** Stated task **
Duplicate the entries below line for line, leaving out the pictures.

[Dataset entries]
--------
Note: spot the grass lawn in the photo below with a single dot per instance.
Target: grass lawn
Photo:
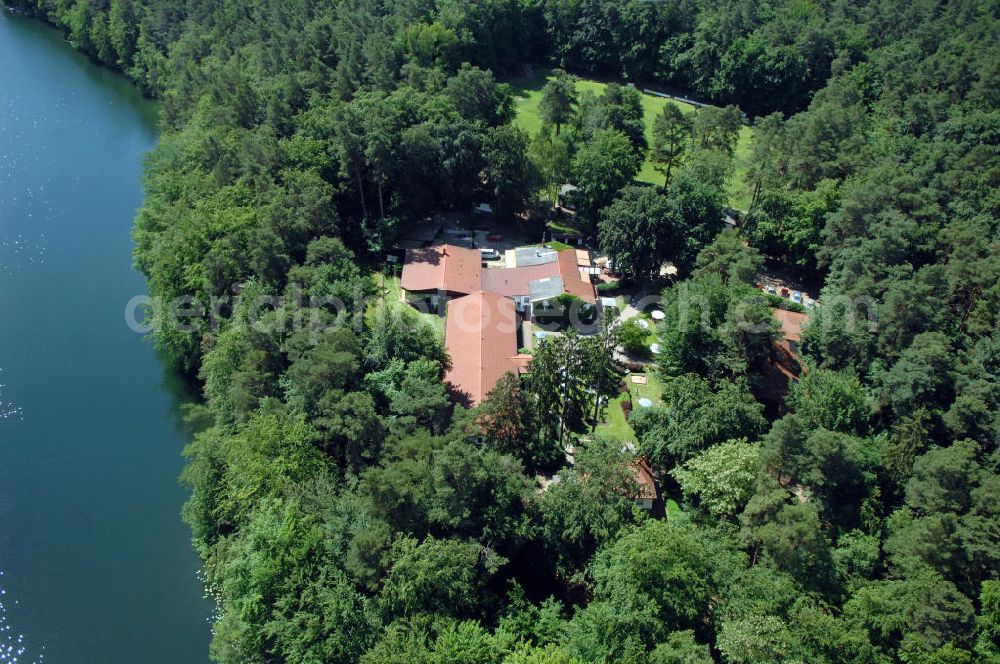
(528, 93)
(393, 295)
(615, 425)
--------
** Problem solution **
Note: spot the grass lawn in the photo below with a single dot per instance.
Target: grass lawn
Photo:
(528, 93)
(393, 295)
(615, 425)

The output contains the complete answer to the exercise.